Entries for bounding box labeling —
........
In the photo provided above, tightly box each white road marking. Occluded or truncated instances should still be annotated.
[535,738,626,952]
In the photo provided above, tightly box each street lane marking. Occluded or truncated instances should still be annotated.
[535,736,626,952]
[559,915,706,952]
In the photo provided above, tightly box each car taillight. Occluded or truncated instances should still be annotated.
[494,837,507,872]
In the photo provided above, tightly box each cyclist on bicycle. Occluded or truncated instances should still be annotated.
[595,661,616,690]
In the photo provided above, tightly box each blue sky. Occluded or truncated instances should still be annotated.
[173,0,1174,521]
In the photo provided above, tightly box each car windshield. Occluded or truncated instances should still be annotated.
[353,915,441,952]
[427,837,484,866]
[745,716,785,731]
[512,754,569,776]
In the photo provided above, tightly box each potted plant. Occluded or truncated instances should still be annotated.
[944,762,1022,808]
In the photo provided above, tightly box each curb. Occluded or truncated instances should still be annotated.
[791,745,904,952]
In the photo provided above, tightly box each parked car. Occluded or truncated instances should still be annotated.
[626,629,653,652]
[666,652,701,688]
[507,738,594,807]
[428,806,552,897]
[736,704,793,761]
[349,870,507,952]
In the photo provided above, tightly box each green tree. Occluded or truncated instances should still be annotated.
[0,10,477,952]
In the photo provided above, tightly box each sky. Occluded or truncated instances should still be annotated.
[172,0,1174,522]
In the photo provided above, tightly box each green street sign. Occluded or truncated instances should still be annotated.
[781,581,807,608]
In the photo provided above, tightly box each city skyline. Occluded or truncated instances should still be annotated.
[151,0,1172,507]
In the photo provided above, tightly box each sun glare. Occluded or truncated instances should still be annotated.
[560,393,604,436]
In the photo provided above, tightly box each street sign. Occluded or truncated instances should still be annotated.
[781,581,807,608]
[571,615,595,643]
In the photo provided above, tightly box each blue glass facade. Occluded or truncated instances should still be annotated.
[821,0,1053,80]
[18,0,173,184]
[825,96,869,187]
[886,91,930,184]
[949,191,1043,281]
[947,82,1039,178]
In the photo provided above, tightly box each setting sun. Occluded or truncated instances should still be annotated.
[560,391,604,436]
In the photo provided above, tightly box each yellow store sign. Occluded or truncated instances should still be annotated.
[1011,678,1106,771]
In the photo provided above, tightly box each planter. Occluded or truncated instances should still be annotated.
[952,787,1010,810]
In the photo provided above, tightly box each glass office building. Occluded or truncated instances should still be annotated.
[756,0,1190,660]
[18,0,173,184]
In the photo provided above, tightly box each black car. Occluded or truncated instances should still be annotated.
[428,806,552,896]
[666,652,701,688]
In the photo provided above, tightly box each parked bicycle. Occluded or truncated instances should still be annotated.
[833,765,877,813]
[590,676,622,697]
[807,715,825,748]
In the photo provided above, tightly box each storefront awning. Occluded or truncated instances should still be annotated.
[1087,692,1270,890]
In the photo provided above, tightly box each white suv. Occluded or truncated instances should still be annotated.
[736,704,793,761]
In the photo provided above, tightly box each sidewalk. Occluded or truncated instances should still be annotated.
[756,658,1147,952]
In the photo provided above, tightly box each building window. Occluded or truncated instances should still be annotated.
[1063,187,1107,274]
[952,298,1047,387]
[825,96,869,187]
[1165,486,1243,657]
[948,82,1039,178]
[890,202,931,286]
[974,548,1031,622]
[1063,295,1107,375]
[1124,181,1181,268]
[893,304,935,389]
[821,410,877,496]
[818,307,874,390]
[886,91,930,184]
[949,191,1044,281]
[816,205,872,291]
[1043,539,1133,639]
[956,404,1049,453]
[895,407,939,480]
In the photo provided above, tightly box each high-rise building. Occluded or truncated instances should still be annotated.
........
Could you repeat everything in the data above from the line containing "In the photo provided above, tightly box each cyclist" down to the line containing "[571,615,595,643]", including both of those lines, without changing a character?

In the photo provided above, tightly box each cyclist on bicycle. Occluded or truncated instances should still be annotated.
[595,661,616,690]
In the photo provided above, tightly box each blue sky. Occluded or truncated instances should still be annotated.
[173,0,1174,521]
In the photo provided above, tightly box each car windshield. Occluded or truncated instances should still be annotated.
[353,915,441,952]
[427,837,484,866]
[745,716,785,731]
[512,754,569,776]
In the photo provided above, tightly box each potted plant. Occluded or truncated instances should still be annotated.
[944,762,1022,808]
In the photo provided above, tightly box each curb. Occluded or truncated instances should still be annotated.
[791,745,904,952]
In the photo provided above, tightly box each parked car. Occluded or truncated instances should still be annotated.
[626,629,653,652]
[666,652,701,688]
[507,738,594,807]
[428,806,552,897]
[736,704,793,761]
[349,870,507,952]
In the photo provided above, tightly box each green tree. Occluded or truncated instances should still be annotated.
[0,10,477,952]
In the photo provided above, tightly box each sky. Occluded or truncated instances should still be annotated.
[172,0,1174,522]
In the photo provided above, tightly box each green street sign. Occluded or truncated instances should still be annotated.
[781,581,807,608]
In the photo provided above, tightly box each city skyline. Occluded or truncated instances should still be annotated.
[151,0,1172,507]
In the photo provided above, tightly box each sun glare. Occluded or truncated instances should still be annotated.
[560,393,604,436]
In the photo provided above, tightly box each street sign. Occluded or truncated instances should still be annotated.
[781,581,807,608]
[571,615,595,643]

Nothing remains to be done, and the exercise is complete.